#### WRITTEN TASK
Pick out every line in the material below that contains the word "outlet". Copy each one in full.

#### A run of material

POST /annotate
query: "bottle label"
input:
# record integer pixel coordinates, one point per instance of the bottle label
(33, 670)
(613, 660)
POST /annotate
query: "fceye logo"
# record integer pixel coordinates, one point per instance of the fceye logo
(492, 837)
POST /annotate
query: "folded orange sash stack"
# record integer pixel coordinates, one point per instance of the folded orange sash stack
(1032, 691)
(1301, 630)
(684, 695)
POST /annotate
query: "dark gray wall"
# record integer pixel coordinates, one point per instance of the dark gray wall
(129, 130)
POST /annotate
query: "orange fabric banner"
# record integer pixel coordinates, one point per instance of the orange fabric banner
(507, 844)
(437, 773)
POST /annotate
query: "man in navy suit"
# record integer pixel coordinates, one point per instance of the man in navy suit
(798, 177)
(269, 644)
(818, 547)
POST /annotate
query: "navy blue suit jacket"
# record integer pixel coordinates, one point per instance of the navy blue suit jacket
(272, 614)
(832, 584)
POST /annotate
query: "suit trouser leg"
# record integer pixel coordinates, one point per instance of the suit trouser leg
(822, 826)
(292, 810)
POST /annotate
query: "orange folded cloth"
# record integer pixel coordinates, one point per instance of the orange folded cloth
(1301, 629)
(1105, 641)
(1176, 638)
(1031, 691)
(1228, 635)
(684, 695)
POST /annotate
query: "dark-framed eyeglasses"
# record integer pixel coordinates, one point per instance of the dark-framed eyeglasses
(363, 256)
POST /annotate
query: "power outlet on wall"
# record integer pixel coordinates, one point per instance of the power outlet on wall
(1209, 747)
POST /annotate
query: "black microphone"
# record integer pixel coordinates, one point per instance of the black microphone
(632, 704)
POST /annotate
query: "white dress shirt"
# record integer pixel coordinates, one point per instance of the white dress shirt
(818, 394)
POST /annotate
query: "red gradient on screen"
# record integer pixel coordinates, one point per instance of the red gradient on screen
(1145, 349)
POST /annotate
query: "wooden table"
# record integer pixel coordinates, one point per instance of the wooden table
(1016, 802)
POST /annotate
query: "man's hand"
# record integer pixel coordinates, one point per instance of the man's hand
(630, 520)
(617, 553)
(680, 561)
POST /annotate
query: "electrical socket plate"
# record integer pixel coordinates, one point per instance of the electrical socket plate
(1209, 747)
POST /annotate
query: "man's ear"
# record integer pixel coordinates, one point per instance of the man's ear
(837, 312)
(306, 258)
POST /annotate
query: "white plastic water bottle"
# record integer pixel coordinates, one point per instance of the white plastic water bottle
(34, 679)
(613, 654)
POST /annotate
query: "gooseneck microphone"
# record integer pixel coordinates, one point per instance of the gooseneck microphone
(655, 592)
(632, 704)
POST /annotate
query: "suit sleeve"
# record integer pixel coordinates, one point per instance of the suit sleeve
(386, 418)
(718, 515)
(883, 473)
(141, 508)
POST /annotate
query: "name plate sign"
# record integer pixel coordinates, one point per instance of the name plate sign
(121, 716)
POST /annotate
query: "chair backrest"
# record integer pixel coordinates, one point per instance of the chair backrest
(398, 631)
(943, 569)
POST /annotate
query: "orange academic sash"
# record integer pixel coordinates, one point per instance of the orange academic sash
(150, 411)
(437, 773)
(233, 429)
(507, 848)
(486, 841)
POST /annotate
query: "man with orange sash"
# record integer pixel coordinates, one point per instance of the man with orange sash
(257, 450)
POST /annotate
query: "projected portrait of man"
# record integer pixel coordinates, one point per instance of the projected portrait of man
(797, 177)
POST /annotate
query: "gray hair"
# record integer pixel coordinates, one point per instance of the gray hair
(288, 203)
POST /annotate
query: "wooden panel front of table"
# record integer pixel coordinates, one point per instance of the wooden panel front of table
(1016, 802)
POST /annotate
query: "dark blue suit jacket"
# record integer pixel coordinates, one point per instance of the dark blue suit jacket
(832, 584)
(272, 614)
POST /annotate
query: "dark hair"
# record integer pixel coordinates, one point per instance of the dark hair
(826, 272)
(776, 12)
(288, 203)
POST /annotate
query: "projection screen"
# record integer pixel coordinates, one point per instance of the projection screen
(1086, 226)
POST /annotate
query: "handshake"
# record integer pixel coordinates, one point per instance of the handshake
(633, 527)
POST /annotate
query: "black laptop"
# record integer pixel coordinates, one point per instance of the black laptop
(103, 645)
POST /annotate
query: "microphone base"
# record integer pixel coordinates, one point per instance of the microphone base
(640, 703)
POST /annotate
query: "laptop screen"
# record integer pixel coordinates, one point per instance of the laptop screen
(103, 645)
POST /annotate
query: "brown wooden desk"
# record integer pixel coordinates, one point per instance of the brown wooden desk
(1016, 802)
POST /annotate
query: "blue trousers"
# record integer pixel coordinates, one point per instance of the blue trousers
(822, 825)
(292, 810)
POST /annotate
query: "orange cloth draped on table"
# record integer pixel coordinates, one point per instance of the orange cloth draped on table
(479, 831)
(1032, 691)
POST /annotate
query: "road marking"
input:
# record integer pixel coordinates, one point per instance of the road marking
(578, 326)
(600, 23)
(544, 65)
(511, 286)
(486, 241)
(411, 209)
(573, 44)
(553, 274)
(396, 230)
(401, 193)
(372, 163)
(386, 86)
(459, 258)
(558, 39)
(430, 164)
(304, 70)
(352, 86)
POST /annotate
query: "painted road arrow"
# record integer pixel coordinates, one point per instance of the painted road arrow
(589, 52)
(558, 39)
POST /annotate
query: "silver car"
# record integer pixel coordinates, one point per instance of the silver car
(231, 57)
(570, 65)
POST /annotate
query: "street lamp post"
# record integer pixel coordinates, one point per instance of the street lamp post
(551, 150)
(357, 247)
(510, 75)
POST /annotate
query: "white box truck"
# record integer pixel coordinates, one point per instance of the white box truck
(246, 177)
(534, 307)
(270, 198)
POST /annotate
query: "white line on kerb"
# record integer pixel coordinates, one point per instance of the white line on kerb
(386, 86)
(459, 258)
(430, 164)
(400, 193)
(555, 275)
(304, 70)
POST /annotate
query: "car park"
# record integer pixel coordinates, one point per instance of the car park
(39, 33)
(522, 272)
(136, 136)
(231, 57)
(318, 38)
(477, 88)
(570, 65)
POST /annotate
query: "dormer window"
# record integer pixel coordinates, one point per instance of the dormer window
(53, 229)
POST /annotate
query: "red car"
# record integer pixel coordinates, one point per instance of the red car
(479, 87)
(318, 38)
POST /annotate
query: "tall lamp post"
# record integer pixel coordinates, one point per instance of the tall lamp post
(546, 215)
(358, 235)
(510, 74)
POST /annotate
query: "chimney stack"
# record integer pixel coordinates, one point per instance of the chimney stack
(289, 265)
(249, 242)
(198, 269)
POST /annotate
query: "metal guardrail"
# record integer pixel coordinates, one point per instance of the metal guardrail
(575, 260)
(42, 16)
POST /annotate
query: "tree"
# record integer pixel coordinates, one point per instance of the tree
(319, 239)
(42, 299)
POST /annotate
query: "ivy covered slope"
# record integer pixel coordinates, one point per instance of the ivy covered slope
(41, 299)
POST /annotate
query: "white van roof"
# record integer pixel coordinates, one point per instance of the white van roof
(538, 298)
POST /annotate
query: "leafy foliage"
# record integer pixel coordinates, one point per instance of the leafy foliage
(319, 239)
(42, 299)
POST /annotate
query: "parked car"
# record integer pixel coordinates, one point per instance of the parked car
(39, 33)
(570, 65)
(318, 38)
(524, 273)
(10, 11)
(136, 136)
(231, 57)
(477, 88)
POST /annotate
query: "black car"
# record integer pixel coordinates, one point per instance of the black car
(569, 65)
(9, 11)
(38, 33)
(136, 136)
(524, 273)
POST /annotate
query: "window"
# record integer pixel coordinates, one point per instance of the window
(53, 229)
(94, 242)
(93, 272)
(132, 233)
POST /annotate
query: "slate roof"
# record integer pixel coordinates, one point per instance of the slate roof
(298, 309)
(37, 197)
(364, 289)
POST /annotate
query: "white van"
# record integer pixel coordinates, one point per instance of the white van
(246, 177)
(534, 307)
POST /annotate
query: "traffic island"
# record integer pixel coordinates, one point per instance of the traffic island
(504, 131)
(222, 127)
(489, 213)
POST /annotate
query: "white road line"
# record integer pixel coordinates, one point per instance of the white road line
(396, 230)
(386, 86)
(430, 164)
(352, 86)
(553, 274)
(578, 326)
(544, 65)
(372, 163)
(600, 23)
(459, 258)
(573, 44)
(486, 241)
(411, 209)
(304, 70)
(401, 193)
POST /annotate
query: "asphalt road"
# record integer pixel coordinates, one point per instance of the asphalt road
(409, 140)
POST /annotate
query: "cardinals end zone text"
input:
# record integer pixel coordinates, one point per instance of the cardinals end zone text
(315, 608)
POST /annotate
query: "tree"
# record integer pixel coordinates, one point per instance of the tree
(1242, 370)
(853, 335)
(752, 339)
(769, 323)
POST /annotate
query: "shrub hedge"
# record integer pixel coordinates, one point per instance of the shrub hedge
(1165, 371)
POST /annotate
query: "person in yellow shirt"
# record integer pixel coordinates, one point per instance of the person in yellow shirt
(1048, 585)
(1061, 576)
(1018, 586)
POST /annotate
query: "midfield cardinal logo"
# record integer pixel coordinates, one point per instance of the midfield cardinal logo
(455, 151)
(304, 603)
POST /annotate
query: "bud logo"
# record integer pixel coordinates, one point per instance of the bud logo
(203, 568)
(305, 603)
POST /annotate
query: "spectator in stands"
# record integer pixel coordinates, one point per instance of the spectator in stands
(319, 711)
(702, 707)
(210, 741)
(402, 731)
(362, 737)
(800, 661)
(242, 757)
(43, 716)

#### TASK RESPONSE
query: "power outlet on wall"
# record integer pixel coordinates, one point per instance of the power outlet on wall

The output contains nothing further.